▶ **Data for this task**:
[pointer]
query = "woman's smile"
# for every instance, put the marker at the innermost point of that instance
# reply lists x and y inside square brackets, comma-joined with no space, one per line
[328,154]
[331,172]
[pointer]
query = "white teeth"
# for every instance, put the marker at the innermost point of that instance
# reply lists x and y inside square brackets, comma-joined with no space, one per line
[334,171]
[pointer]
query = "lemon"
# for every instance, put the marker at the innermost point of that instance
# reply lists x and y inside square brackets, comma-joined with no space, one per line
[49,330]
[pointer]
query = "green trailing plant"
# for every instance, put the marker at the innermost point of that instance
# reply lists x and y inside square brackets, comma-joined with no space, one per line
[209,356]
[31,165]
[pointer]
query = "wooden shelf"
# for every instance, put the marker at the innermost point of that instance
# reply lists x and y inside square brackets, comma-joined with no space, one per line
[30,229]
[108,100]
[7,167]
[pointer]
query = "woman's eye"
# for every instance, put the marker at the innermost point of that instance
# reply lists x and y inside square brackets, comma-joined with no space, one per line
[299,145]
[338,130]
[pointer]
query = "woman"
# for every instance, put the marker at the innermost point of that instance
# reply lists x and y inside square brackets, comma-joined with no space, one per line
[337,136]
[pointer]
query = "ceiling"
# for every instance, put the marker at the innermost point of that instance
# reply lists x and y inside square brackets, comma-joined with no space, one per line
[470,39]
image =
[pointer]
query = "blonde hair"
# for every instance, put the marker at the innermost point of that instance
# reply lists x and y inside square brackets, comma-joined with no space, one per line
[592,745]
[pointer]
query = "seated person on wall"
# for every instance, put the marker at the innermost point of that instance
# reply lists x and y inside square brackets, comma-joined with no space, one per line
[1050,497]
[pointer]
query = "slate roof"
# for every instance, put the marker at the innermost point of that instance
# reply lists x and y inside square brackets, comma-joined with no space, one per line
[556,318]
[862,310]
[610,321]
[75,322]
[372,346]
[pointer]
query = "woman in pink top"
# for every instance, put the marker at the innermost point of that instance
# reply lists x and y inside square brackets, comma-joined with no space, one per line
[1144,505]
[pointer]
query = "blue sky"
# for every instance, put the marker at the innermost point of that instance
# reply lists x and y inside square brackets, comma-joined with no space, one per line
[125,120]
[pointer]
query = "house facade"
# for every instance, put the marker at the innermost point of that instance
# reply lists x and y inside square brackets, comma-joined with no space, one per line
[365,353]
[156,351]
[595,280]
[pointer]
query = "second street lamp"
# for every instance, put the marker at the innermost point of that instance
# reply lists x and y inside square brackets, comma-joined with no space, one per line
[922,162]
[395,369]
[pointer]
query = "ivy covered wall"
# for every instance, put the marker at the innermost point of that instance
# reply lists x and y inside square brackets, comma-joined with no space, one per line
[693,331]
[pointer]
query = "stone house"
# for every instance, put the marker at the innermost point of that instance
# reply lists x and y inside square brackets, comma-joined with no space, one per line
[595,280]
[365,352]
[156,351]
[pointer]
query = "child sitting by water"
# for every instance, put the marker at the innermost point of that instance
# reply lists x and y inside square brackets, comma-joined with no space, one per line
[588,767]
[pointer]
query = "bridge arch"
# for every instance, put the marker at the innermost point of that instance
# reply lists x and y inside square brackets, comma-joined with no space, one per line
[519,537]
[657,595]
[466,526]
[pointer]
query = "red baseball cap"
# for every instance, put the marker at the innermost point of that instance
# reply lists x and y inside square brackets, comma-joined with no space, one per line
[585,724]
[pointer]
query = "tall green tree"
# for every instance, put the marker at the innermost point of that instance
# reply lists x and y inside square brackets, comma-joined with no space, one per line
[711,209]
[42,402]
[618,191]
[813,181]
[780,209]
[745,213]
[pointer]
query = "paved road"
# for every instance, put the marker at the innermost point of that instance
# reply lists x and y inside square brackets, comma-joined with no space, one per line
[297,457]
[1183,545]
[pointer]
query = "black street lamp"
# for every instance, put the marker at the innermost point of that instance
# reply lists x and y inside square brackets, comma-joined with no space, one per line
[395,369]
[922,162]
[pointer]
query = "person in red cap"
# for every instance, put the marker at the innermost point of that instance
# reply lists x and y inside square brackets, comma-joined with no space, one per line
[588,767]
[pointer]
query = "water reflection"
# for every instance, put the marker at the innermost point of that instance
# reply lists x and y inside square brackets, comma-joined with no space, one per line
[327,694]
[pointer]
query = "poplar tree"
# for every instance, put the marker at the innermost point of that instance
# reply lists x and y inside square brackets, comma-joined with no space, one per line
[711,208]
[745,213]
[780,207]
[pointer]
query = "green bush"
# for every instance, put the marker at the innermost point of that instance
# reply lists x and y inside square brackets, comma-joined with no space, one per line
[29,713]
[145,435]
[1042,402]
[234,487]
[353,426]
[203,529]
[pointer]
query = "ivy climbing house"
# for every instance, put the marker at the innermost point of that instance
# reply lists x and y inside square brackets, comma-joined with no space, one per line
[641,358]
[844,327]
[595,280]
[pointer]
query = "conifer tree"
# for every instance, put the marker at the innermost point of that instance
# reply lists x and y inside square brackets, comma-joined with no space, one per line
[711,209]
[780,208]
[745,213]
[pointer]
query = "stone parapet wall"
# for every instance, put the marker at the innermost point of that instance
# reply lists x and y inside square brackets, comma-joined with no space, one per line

▶ **What you should do**: Copy all the records above exactly, missing none.

▶ **Task answer**:
[pointer]
query = "woman's smile"
# for every instance, put the marker at the innermost point of that instance
# reply lists x and y inside square brackets, comma-joined with no space, one per line
[328,154]
[331,172]
[pointer]
query = "white teeth"
# for every instance, put the marker at the innermost point of that instance
# reply lists x and y inside square brackets, comma-joined with no space, one per line
[334,171]
[pointer]
query = "lemon"
# for every instance, put the marker at the innermost point of that instance
# reply lists x and y inside square brackets, comma-joined with no space, one per line
[49,330]
[pointer]
query = "green trailing plant"
# for every instance, put the marker at the innermost point of that instance
# reply lists x and y inside square brackets, comma-joined with no space, one per line
[209,356]
[31,165]
[pointer]
query = "wooden shelf"
# for every instance, put the marker at the innermost point of that instance
# reply lists x and y inside square brackets, comma-joined with no space, one per line
[30,229]
[108,100]
[7,167]
[pointer]
query = "woman's eye"
# for every instance, put the marker at the innermost point of that instance
# reply lists x and y inside square brackets, comma-joined with no space, one per line
[299,145]
[338,130]
[pointer]
query = "woman"
# for every instance, put the marker at the innermost point of that instance
# reply lists x and y inside square brackets, comma-joined with no space, one per line
[337,136]
[pointer]
query = "ceiling"
# for every instance, put the marker at the innermost point of that instance
# reply lists x and y inside square brackets, comma-joined with no space, one per line
[470,39]
image =
[pointer]
query = "blonde hair"
# for every instance, put the marker at the innermost point of that instance
# reply lists x and y inside square brackets, comma-joined with no space, one per line
[592,745]
[pointer]
query = "seated person on wall"
# for every instance, put the marker at the innermost point of that instance
# reply lists x and y inside square brackets, comma-joined with no space, one per line
[1050,497]
[pointer]
query = "slate roof"
# for every instance, put the marker at the innermost point of that instance
# reply lists x and y inside square brackets, comma-joined with no space, one per line
[556,318]
[862,310]
[610,321]
[75,322]
[372,346]
[pointer]
query = "woman in pink top"
# for every instance, put the marker at the innermost point of that instance
# reply lists x and y inside square brackets, comma-joined with no space, one per line
[1144,505]
[pointer]
query = "blue sky"
# for every instance, put the marker at the innermost point of that instance
# reply lists x and y inside square brackets, comma-joined with no space, one per line
[125,120]
[pointer]
query = "house facade"
# for every instance, put the marker at the innermost point of that instance
# reply lists x and y inside square brackets, comma-joined with no space, one per line
[365,353]
[156,351]
[595,280]
[pointer]
query = "second street lamp"
# for every instance, put the marker at the innermost point of that instance
# reply lists x and y inside square brackets, comma-joined with no space, one per line
[922,162]
[395,369]
[pointer]
query = "ivy covered wall"
# for every instance, put the marker at the innermost point of that instance
# reply lists x and y inside square brackets, comma-joined with no space, one per line
[693,331]
[pointer]
query = "stone house"
# for every instance, put the marker at the innermost point of that instance
# reply lists x and y inside square brackets, comma-joined with no space, one per line
[595,280]
[365,352]
[156,351]
[pointer]
query = "child sitting by water"
# for every instance, put the marker at the innermost point of that instance
# reply lists x and y inside square brackets, comma-joined with no space, one per line
[588,767]
[pointer]
query = "bridge arch"
# for every instance, put the marker at the innermost point of that instance
# reply lists x and y inside square brackets, comma-joined with no space, one per line
[519,537]
[657,595]
[466,526]
[pointer]
query = "red baseball cap"
# for every instance, put the marker at the innermost point of that instance
# reply lists x and y inside square brackets, comma-joined with no space, one per line
[585,724]
[pointer]
query = "tall green tree"
# for every instance, put the marker at the innermost point of that instance
# reply lists x and y inside square brackets, comma-joined with no space, one per line
[711,209]
[42,402]
[618,191]
[813,181]
[780,209]
[745,213]
[pointer]
query = "paved road"
# for every instance, put the marker at the innermost point of that instance
# reply lists x and y inside square brackets, comma-joined with no space, one per line
[297,457]
[1183,545]
[pointer]
query = "black street lamp"
# for every instance, put the marker at the innermost point of that instance
# reply lists x and y inside square brackets, comma-joined with no space, one per line
[395,369]
[922,162]
[pointer]
query = "person in red cap"
# for every instance, put the marker at the innermost point of that instance
# reply lists x and y inside square brackets, comma-joined with no space, one per line
[588,767]
[pointer]
query = "water reflection"
# for every instance, put the marker at the innermost point of that instance
# reply lists x and y inside square brackets, comma-joined with no space, one per line
[327,694]
[pointer]
query = "poplar tree"
# for every instance, put the marker at the innermost point of that instance
# reply lists x and y inside square brackets, comma-joined with no space, one per line
[711,208]
[745,213]
[780,207]
[pointer]
query = "green bush"
# for every instance, put the marker at the innermost point of that instance
# reply lists x and y inside square brackets, comma-joined with no space, one per line
[29,713]
[145,435]
[1042,402]
[234,487]
[353,426]
[203,529]
[pointer]
query = "ivy climbing house"
# for every instance, put the marker at the innermost point of that instance
# reply lists x and y inside square brackets, comma-joined with no space, one per line
[641,358]
[844,327]
[595,280]
[pointer]
query = "conifer tree"
# for every instance, put the marker at the innermost point of that instance
# reply lists x and y inside square brackets, comma-joined with no space, one per line
[711,209]
[780,208]
[745,213]
[pointer]
query = "stone parapet wall"
# for every instance, put the marker at the innermost point of that instance
# reply lists x and y inside square brackets, comma-joined with no space, one per line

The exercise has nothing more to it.